## Wat wordt gevraagd
1 > Schrijf het deel van de tekst over het geschil tussen Inbev en Sigismund letterlijk over, te beginnen bij de woorden "Inbev concludeert - verkort" en eindigend na de woorden "betreft deze coronacrisis.".
2 > Beantwoord de volgende vragen over de tekst over het geschil tussen Inbev en Sigismund.
(a) Vanaf welk moment wil Inbev rente over de kosten laten lopen?
(b) Naar welk beginsel verwijst Inbev bij haar wens tot overleg?
(c) Wat betwist Inbev over de financiële positie van Sigismund?
3 > Zet de tekst over het geschil tussen Inbev en Sigismund voort, aansluitend op de laatste zin.

## Aangeleverde tekst
--- --- ---

Inbev concludeert - verkort weergegeven - tot afwijzing van de vorderingen met veroordeling van Sigismund in de (na)kosten van dit geding, vermeerderd met rente vanaf de vijftiende dag na het te wijzen vonnis. Volgens Inbev leent dit geschil zich niet voor een kort geding en ontbreekt een spoedeisend belang aan de zijde van Sigismund. Zij voert aan dat zij niet haar machtspositie inzet maar overleg wil over een redelijke verdeling van de pijn en verwijst daarbij naar het paritas creditorium. Inbev nuanceert het door Sigismund gegeven beeld dat laatstgenoemde een kleine vastgoedbelegger zou zijn, betwist dat Sigismund over een beperkte financiële ruimte beschikt en relativeert het door Sigismund geschetste incasseringsvermogen van Inbev voor wat betreft deze coronacrisis.

--- --- ---

## Gegevens
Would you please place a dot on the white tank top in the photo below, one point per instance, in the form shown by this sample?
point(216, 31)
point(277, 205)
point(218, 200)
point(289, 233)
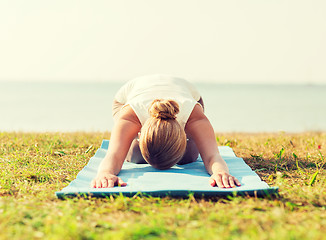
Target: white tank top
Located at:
point(140, 92)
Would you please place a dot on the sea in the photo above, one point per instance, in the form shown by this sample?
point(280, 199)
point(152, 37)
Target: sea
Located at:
point(86, 106)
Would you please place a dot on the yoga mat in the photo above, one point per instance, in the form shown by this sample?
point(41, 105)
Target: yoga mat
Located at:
point(179, 181)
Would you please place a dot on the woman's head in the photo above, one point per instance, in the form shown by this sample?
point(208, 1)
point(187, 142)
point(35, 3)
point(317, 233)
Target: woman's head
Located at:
point(162, 140)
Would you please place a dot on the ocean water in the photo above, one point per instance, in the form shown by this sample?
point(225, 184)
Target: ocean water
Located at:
point(58, 106)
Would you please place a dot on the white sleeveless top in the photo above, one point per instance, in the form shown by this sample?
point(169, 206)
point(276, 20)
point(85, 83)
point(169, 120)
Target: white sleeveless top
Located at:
point(140, 92)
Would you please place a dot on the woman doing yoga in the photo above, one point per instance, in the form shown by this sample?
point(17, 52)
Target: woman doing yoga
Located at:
point(160, 120)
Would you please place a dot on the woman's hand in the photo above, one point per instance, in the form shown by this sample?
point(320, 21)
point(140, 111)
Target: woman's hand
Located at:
point(223, 180)
point(107, 180)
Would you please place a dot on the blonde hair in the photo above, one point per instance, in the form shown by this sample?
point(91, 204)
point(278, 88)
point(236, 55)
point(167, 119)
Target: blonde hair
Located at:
point(162, 139)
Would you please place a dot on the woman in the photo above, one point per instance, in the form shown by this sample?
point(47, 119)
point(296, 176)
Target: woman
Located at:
point(167, 114)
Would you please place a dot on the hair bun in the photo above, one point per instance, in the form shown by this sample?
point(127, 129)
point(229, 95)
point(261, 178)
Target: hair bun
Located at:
point(164, 109)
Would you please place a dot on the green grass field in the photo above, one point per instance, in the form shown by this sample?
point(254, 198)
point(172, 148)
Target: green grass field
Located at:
point(33, 166)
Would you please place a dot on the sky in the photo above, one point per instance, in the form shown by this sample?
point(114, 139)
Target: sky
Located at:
point(234, 41)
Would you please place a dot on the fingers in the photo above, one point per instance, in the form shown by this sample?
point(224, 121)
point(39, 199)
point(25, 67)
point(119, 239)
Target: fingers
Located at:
point(104, 182)
point(224, 180)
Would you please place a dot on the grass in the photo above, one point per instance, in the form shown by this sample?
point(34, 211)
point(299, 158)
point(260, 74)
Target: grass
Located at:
point(33, 166)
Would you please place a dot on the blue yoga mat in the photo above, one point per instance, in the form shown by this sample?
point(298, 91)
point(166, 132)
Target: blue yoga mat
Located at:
point(180, 180)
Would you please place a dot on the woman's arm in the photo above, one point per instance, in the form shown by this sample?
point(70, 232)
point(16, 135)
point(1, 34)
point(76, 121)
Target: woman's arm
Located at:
point(200, 129)
point(124, 131)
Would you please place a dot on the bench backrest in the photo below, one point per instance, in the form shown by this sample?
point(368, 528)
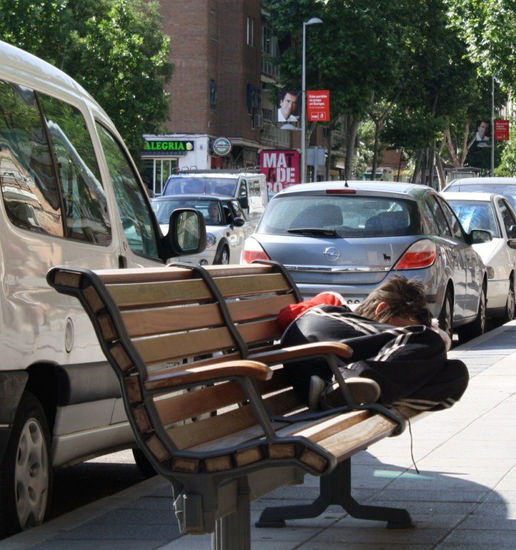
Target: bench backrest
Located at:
point(157, 322)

--- --- ---

## Antwoorden per opdracht
1 >
Inbev concludeert - verkort weergegeven - tot afwijzing van de vorderingen met veroordeling van Sigismund in de (na)kosten van dit geding, vermeerderd met rente vanaf de vijftiende dag na het te wijzen vonnis. Volgens Inbev leent dit geschil zich niet voor een kort geding en ontbreekt een spoedeisend belang aan de zijde van Sigismund. Zij voert aan dat zij niet haar machtspositie inzet maar overleg wil over een redelijke verdeling van de pijn en verwijst daarbij naar het paritas creditorium. Inbev nuanceert het door Sigismund gegeven beeld dat laatstgenoemde een kleine vastgoedbelegger zou zijn, betwist dat Sigismund over een beperkte financiële ruimte beschikt en relativeert het door Sigismund geschetste incasseringsvermogen van Inbev voor wat betreft deze coronacrisis.

2 >
(a) Vanaf de vijftiende dag na het te wijzen vonnis.
(b) Naar het paritas creditorium.
(c) Dat Sigismund over een beperkte financiële ruimte beschikt.

3 >
Inbev voert aan dat Sigismund misbruik van recht maakt en haar verplichting tot onderhandeling schendt door overleg over een verdeelsleutel uit de weg te gaan en in kort geding betaling te vorderen van een huurvordering waarvan het (volledige) bestaan onvoldoende aannemelijk is en reeds 66% is betaald. Door de overheidsmaatregelen ter bestrijding van het Coronavirus is het gehuurde namelijk gebrekkig zoals bedoeld artikel 7:204, tweede lid, van het Burgerlijk Wetboek (BW) en op grond daarvan, alsmede op grond van onvoorziene omstandigheden en de beperkende werking van de redelijkheid en billijkheid, komt Inbev een recht op huurprijsvermindering toe. Inbev acht zich onder de huidige omstandigheden gehouden twee derde van de huur te voldoen en geeft te kennen dienovereenkomstig (al dan niet in delen) te zullen betalen. Zij voert aan dat zij dat voorstel
aan al haar verhuurders heeft gedaan en dat inmiddels afgerond 75% daarmee heeft ingestemd, hetgeen volgens haar (naar analogie van artikel 7:220 BW) een aanwijzing oplevert dat haar voorstel redelijk is.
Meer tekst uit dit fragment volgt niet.